## Assigned task 1
Echo the passage of the article on building materials from industrial wastes from "Production of building materials out" up to and including "says Aleksandr Orlov.".
## Assigned task 2
Using the article on building materials from industrial wastes, state whether each statement agrees with it. Answer yes or no and quote the deciding words. (a) Researchers at the department have studied magnesia binders for more than 15 years. (b) The new magnesia material needs special steam treatment to reach its grade strength. (c) The materials are produced from dump pits of the Magnezit Plant in the city of Chelyabinsk.
## Assigned task 3
Rewrite the paragraph of the article on building materials from industrial wastes that begins "Researchers at the IAC Department" as a short list that keeps its main facts.

## Document section
Chelyabinsk region is the leading metallurgical center of Russia. Multiple enterprises of ferrous and non-ferrous metallurgy are located at the region’s territory. Unfortunately, a lot of industrial wastes get produced at factories of various industrial branches. This not only causes certain difficulties regarding their placement and storage, but also imposes a serious ecological threat. Scientists at South Ural State University (SUSU) are solving the problem of disposal of such wastes by applying them in production of building materials within a project entitled “Ecology”.
Production of building materials out of wastes simultaneously solves three problems: economizing the resources of energy raw materials, disposal of wastes, and improvement of environmental situation. Aleksandr Orlov, Head of the Department of Building Materials and Products at the SUSU Institute of Architecture and Construction (IAC), believes that technogenic products (industrial wastes) can be used for production of building materials. Industrial enterprises of the Chelyabinsk region produce a big amount of metallurgical slags which, as a rule, get piled in dump pits. Such dump pits take up useful territories. Our inventions allow for the use of this unwanted material and simultaneously do good for ecology,” says Aleksandr Orlov.
Researchers at the IAC Department of Building Materials and Products have been studying magnesia binders for over 15 years. Materials get produced out of industrial dump pits of the Magnezit Plant in the city of Satka. Year after year, these dump pits take up more and more space, affecting the nature and ecology of the region. The scientists managed to solve the scientific problem while making a contribution to enhancement of environmental safety as well as invent materials used, for example, for backfilling of mine workings at a minimal expense.
“Scientists at our Department are developing material, in which modified magnesia wastes of refractory and mining industries are used as a binder instead of using Portland cement, which is today’s most popular binder. Advantage of the new material is in the fact that magnesia materials acquire their grade strength under normal conditions and do not require any special steam treatment. This allows significantly reducing energy consumption and the amount of harmful emissions to the atmosphere,” emphasizes Aleksandr Orlov.

## Stored data
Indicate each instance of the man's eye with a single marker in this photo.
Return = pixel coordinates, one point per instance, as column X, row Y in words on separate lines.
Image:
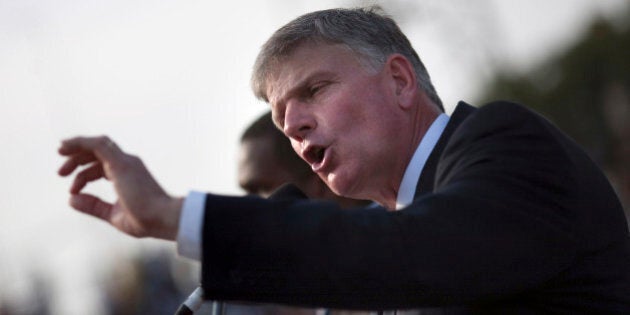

## Written solution 1
Production of building materials out of wastes simultaneously solves three problems: economizing the resources of energy raw materials, disposal of wastes, and improvement of environmental situation. Aleksandr Orlov, Head of the Department of Building Materials and Products at the SUSU Institute of Architecture and Construction (IAC), believes that technogenic products (industrial wastes) can be used for production of building materials. Industrial enterprises of the Chelyabinsk region produce a big amount of metallurgical slags which, as a rule, get piled in dump pits. Such dump pits take up useful territories. Our inventions allow for the use of this unwanted material and simultaneously do good for ecology,” says Aleksandr Orlov.

## Written solution 2
(a) Yes: "have been studying magnesia binders for over 15 years"
(b) No: "do not require any special steam treatment"
(c) No: "industrial dump pits of the Magnezit Plant in the city of Satka"

## Written solution 3
- Researchers at the IAC Department of Building Materials and Products have studied magnesia binders for over 15 years.
- The materials are made from industrial dump pits of the Magnezit Plant in Satka.
- These dump pits take up more space each year and affect the region's nature and ecology.
- The scientists solved the scientific problem and contributed to environmental safety.
- They invented materials such as those used for low-cost backfilling of mine workings.